ESTRATTO DEL DOCUMENTO =
::::
Non può essere imputato al professionista la scelta di una strategia processuale, limitata ad una difesa basata su eccezioni meramente processuali tendente ad ottenere un accordo transattivo, che ex post, ossia all’esito del giudizio, sia risultata non vincente. Invero, nella prospettazione ex ante, quale è quella nella quale si trovava il difensore all’epoca e dalla quale va compiuta la valutazione del Collegio giudicante, non è sempre agevole discernere con certezza quale possa essere il comportamento più idoneo ad ottenere il risultato sperato, sempre che non si sconfini nella mala fede o nella colpa grave sanzionate dall’art. 6 codice deontologico forense.
Al di fuori del dolo o della colpa grave del difensore, non rientra fra i compiti del giudice disciplinare sindacare nel dettaglio il “modus procedendi” di un difensore nel condurre una trattativa stragiudiziale – trattandosi comunque di un’attività estremamente difficile in virtù dei numerosi elementi, anche di carattere psicologico, che entrano in gioco – salvo che, nel caso concreto, non siano ravvisabili elementi di fatto che consentano di affermare con certezza che la strategia adottata sia in contrasto con la volontà dell’assistito.
::::
PROBLEMA POSTO 1 = Ricopia integralmente e senza alcuna modifica il brano sulla responsabilità disciplinare del difensore.
L'elenco non ha alcun legame con il brano riportato sopra.

DATI FORNITI =
::::
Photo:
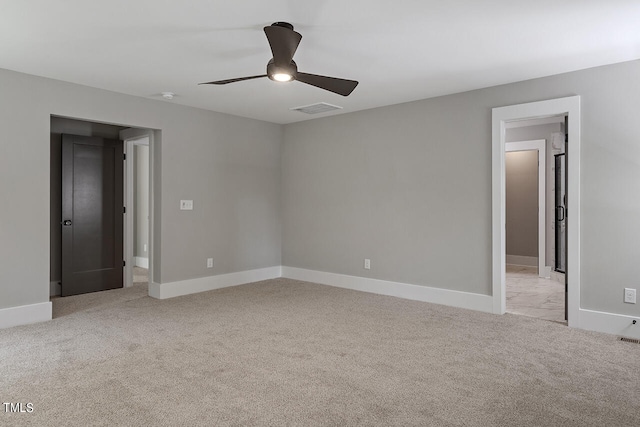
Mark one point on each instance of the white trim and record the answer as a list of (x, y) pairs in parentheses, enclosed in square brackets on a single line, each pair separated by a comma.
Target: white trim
[(528, 261), (141, 262), (55, 289), (401, 290), (609, 323), (203, 284), (500, 116), (539, 145), (25, 314)]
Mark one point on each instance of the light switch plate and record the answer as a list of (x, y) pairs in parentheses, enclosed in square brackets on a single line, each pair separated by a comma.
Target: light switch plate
[(630, 295)]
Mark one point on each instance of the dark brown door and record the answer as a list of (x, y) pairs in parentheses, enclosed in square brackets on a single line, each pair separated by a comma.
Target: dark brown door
[(92, 214)]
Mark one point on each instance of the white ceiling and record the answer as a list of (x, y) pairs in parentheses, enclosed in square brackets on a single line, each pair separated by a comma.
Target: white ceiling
[(399, 51)]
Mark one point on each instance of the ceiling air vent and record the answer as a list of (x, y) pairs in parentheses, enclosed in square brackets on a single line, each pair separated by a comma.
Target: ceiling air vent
[(320, 107)]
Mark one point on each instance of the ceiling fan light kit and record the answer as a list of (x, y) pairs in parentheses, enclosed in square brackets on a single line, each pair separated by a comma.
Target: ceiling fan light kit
[(284, 42)]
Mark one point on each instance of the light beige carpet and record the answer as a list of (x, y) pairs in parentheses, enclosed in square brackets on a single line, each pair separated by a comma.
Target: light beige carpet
[(283, 352)]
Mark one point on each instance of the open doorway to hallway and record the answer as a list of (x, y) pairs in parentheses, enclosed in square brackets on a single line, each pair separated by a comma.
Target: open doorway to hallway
[(140, 201), (535, 194)]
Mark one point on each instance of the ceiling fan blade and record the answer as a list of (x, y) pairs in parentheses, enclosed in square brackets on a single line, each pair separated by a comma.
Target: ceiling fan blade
[(283, 42), (239, 79), (332, 84)]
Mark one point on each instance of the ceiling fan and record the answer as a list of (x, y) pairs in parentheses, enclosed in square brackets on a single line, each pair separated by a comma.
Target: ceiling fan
[(282, 68)]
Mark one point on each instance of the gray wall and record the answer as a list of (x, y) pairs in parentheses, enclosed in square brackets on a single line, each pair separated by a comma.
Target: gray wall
[(141, 201), (60, 125), (409, 186), (229, 166), (521, 177)]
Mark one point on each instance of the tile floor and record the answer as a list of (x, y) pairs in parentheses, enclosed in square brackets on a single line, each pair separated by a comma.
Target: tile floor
[(533, 296)]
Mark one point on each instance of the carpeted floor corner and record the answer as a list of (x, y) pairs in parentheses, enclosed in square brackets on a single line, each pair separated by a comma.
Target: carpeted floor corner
[(283, 352)]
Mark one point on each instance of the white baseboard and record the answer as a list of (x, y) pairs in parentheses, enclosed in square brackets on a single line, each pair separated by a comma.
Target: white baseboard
[(25, 314), (401, 290), (141, 262), (192, 286), (610, 323), (531, 261), (55, 289)]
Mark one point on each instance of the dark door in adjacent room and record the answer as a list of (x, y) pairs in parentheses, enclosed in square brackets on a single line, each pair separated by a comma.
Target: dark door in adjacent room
[(92, 214)]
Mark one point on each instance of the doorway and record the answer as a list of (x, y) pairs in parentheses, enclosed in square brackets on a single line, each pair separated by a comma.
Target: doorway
[(569, 107), (531, 288), (61, 125), (137, 220)]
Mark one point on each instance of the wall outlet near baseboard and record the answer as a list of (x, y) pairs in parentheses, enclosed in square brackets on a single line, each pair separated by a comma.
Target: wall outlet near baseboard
[(629, 295)]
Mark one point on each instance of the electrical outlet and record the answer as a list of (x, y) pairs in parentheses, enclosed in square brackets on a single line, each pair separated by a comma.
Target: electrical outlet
[(629, 295)]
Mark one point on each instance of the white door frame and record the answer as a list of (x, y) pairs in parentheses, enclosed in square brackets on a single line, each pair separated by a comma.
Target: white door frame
[(540, 146), (533, 110), (133, 137)]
::::
PROBLEMA POSTO 2 = Ripeti senza variazioni la parte dell'elenco che si apre con la riga contenente "Mark one point on each instance of the ceiling fan blade" e si chiude con la riga contenente "[(282, 68)]", entrambe comprese.

SOLUZIONE SCRITTA 1 =
Non può essere imputato al professionista la scelta di una strategia processuale, limitata ad una difesa basata su eccezioni meramente processuali tendente ad ottenere un accordo transattivo, che ex post, ossia all’esito del giudizio, sia risultata non vincente. Invero, nella prospettazione ex ante, quale è quella nella quale si trovava il difensore all’epoca e dalla quale va compiuta la valutazione del Collegio giudicante, non è sempre agevole discernere con certezza quale possa essere il comportamento più idoneo ad ottenere il risultato sperato, sempre che non si sconfini nella mala fede o nella colpa grave sanzionate dall’art. 6 codice deontologico forense.
Al di fuori del dolo o della colpa grave del difensore, non rientra fra i compiti del giudice disciplinare sindacare nel dettaglio il “modus procedendi” di un difensore nel condurre una trattativa stragiudiziale – trattandosi comunque di un’attività estremamente difficile in virtù dei numerosi elementi, anche di carattere psicologico, che entrano in gioco – salvo che, nel caso concreto, non siano ravvisabili elementi di fatto che consentano di affermare con certezza che la strategia adottata sia in contrasto con la volontà dell’assistito.

SOLUZIONE SCRITTA 2 =
Mark one point on each instance of the ceiling fan blade and record the answer as a list of (x, y) pairs in parentheses, enclosed in square brackets on a single line, each pair separated by a comma.
Target: ceiling fan blade
[(283, 42), (239, 79), (332, 84)]
Mark one point on each instance of the ceiling fan and record the answer as a list of (x, y) pairs in parentheses, enclosed in square brackets on a single line, each pair separated by a comma.
Target: ceiling fan
[(282, 68)]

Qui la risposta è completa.